▶ Tasks to perform:
**A.** In the forum thread about raw clone() threads, translate this sentence into Spanish: "Anything that reads or writes errno, for example, is not safe."
**B.** Copy the forum thread about raw clone() threads between "I've had to" and "disabled for security.", inclusive, and swap "audio device" for "sound card".

▶ Selected passage:
__________
Another use-case is when you are writing threaded code that uses the clone() syscall instead of pthreads, usually for something with high performance, unusual clone flags, or a very small stack.

Most libc functions, including the syscall wrappers and all pthreads functions, aren't safe to call in threads created by raw clone(). Anything that reads or writes errno, for example, is not safe.

I've had to do this a couple of times. One a long time ago was an audio mixing real-time thread for a video game, which had to keep the audio device fed with low-latency frames for sound effects. In those days, pthreads wasn't good enough. For talking to the audio device, we had to use the Linux syscall wrapper macros, which have been replaced by nolibc now. More recently, a thread pool for high-performance storage I/O, which ran slightly faster than io_uring, and ran well on older kernels and ones with io_uring disabled for security.

> What would be a use-case?

Maybe bootstapping a new language with no dependencies.

Where was this when I needed it!
__________
▶ Material supplied:
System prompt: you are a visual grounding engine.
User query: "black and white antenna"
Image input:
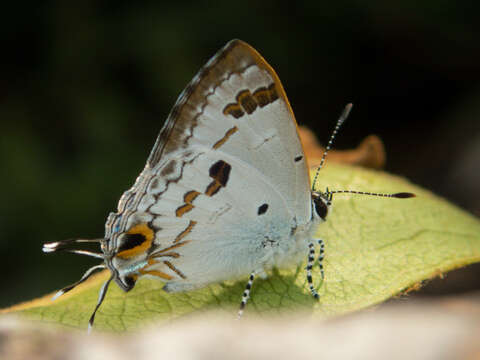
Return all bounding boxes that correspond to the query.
[312,103,353,190]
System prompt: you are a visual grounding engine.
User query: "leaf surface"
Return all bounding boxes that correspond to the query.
[2,163,480,331]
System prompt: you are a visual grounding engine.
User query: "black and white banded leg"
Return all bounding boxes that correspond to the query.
[306,239,325,299]
[238,271,256,319]
[318,239,325,281]
[306,243,320,299]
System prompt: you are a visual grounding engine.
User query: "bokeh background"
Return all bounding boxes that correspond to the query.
[0,0,480,307]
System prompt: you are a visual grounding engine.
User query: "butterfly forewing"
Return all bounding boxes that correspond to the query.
[148,40,310,223]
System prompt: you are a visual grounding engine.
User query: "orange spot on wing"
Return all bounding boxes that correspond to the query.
[175,204,194,217]
[115,223,154,259]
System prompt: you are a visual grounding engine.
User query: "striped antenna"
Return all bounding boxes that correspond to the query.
[326,190,415,199]
[312,103,353,190]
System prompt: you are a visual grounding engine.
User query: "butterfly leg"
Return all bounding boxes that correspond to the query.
[238,271,256,319]
[305,243,320,299]
[318,239,325,281]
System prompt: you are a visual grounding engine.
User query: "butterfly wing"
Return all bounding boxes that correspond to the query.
[147,40,311,223]
[115,40,311,291]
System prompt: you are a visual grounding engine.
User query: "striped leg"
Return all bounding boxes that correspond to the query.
[318,239,325,281]
[238,271,255,319]
[306,243,320,299]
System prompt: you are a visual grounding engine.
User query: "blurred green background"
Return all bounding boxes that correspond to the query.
[0,0,480,307]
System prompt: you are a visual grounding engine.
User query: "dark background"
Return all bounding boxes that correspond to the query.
[0,0,480,306]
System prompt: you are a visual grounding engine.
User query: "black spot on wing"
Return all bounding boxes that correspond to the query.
[209,160,232,187]
[257,204,268,215]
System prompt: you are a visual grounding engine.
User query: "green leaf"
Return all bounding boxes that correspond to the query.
[3,164,480,331]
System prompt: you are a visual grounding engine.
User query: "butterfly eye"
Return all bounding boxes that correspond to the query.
[313,197,328,220]
[123,276,137,291]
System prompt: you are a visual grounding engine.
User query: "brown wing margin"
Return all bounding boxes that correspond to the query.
[147,40,302,172]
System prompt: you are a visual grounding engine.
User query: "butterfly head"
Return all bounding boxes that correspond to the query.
[312,189,332,221]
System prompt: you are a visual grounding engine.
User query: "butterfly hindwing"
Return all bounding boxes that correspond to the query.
[110,40,311,291]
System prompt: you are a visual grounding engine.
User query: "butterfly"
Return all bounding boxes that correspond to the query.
[43,40,413,329]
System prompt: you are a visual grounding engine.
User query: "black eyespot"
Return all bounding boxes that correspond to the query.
[123,276,136,291]
[313,198,328,220]
[118,233,147,252]
[258,204,268,215]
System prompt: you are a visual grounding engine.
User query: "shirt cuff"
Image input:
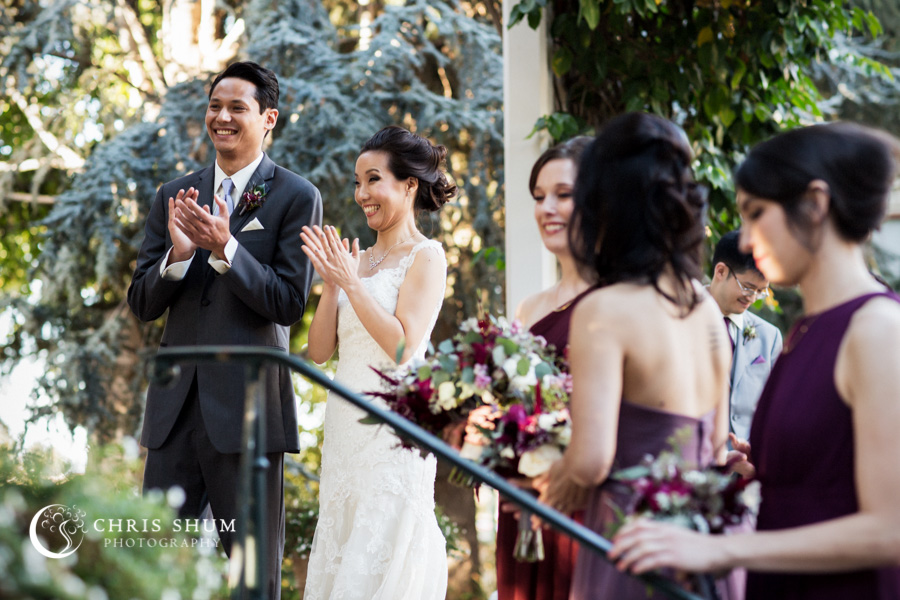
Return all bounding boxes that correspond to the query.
[208,236,237,275]
[159,248,194,281]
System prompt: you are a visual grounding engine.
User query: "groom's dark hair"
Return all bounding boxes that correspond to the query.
[712,229,766,279]
[209,60,278,114]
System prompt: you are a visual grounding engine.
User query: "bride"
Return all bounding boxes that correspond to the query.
[301,126,456,600]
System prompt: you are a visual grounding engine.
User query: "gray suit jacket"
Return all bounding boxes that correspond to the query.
[128,156,322,453]
[729,311,782,439]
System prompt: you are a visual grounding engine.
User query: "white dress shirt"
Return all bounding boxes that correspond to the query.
[725,313,744,346]
[159,152,263,281]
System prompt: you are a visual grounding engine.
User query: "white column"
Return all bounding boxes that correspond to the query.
[503,0,556,317]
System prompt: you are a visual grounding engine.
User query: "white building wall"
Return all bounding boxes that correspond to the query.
[503,0,556,317]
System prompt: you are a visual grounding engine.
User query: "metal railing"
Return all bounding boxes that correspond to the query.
[152,346,715,600]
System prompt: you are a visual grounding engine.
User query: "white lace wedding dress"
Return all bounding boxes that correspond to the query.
[303,240,447,600]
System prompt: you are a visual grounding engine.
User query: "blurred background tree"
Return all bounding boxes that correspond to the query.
[513,0,900,240]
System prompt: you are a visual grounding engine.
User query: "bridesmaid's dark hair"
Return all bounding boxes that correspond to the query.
[734,122,900,246]
[569,112,706,313]
[528,135,593,194]
[359,125,456,213]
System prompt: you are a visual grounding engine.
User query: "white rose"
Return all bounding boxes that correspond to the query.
[503,358,519,379]
[459,442,484,461]
[556,423,572,448]
[437,381,456,410]
[519,444,562,477]
[538,413,557,431]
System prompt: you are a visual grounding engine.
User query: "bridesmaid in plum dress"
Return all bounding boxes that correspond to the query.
[536,113,731,600]
[497,137,591,600]
[612,123,900,600]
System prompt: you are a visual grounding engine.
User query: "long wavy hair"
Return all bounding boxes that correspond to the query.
[569,113,706,314]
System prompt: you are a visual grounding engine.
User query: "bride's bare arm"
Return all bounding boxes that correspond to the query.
[344,248,447,363]
[308,283,340,365]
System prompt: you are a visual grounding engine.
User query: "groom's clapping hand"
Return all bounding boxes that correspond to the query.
__________
▶ Task-by-task results:
**A.** Cualquier cosa que lea o escriba errno, por ejemplo, no es segura.

**B.**
I've had to do this a couple of times. One a long time ago was an audio mixing real-time thread for a video game, which had to keep the sound card fed with low-latency frames for sound effects. In those days, pthreads wasn't good enough. For talking to the sound card, we had to use the Linux syscall wrapper macros, which have been replaced by nolibc now. More recently, a thread pool for high-performance storage I/O, which ran slightly faster than io_uring, and ran well on older kernels and ones with io_uring disabled for security.